_TEXTO PROPORCIONADO:_

La guerra de Colombia (Parte II) Dios y el Diablo en la tierra del sol

Por Carlos M. Duré

Buenos Aires, Agencia SICLA, 7/10/02.- El control del movimiento de migrantes en la frontera Ecuador - Colombia es riguroso. Se calcula que unos 300 mil colombianos han emigrado al país vecino huyendo de la guerra. Más precisamente, de incursiones sangrientas atribuidas a las Autodefensas Unidas de Colombia (AUC), que así proceden desde la campaña electoral que entronizó a Uribe, con el objeto de disuadir cualquier colaboración popular con las FARC.

Desde hace tres años se estima que hay un millón de colombianos que se desplazan de un lugar a otro, de un país a otro, trasladando consigo causas y efectos de una guerra que Estados Unidos, al menos en su retórica, trata de circunscribir a Colombia.

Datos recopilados
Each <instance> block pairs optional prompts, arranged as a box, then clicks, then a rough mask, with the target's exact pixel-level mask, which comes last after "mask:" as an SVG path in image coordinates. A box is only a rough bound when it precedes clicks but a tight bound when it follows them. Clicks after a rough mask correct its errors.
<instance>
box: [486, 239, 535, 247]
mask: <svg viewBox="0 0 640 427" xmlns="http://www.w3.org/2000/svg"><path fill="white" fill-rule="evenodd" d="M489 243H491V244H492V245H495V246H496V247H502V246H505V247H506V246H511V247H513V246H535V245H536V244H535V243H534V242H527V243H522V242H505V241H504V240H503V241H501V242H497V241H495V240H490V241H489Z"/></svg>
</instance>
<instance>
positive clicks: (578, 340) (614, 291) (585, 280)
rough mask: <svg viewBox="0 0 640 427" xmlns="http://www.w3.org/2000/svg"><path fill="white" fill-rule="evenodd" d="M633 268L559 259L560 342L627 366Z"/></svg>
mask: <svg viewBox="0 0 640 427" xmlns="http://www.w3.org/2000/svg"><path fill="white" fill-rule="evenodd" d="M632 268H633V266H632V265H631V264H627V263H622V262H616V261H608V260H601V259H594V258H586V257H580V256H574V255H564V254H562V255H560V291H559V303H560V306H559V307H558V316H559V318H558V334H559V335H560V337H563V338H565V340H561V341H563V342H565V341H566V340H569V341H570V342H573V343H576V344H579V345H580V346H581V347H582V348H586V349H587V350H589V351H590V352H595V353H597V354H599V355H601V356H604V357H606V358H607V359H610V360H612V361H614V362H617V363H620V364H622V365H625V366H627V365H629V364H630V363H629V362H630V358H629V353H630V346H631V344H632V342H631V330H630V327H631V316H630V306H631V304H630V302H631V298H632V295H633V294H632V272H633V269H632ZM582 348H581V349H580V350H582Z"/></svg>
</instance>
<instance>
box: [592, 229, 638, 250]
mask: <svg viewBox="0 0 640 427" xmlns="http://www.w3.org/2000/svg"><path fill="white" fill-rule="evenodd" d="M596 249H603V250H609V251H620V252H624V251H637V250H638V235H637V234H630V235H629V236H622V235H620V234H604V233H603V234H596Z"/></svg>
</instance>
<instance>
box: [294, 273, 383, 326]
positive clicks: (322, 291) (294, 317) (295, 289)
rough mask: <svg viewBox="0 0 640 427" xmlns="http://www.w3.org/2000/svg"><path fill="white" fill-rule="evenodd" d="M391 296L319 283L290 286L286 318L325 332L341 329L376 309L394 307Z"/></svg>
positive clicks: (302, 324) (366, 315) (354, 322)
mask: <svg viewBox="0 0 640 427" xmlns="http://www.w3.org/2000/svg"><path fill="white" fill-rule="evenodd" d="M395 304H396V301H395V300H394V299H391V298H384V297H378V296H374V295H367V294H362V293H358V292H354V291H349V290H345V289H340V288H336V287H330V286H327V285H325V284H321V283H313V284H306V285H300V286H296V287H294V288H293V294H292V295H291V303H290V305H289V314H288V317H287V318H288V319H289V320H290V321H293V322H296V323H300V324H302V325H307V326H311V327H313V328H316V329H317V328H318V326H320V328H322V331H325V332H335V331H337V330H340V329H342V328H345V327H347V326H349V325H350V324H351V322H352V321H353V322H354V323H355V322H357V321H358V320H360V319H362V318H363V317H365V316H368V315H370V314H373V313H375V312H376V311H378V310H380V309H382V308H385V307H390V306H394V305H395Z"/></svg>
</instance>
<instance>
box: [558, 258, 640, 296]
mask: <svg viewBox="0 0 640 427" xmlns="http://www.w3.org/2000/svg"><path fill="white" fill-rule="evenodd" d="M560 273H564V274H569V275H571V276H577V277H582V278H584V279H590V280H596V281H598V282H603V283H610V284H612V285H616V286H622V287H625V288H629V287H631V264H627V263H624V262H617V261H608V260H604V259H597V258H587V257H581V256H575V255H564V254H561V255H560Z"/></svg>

_CONSIGNA DEL EJERCICIO:_
¿Puedes copiar del texto proporcionado el fragmento que va desde "Por Carlos M." hasta "circunscribir a Colombia.", sin cambiar nada?

_SOLUCIÓN ESCRITA:_
Por Carlos M. Duré

Buenos Aires, Agencia SICLA, 7/10/02.- El control del movimiento de migrantes en la frontera Ecuador - Colombia es riguroso. Se calcula que unos 300 mil colombianos han emigrado al país vecino huyendo de la guerra. Más precisamente, de incursiones sangrientas atribuidas a las Autodefensas Unidas de Colombia (AUC), que así proceden desde la campaña electoral que entronizó a Uribe, con el objeto de disuadir cualquier colaboración popular con las FARC.

Desde hace tres años se estima que hay un millón de colombianos que se desplazan de un lugar a otro, de un país a otro, trasladando consigo causas y efectos de una guerra que Estados Unidos, al menos en su retórica, trata de circunscribir a Colombia.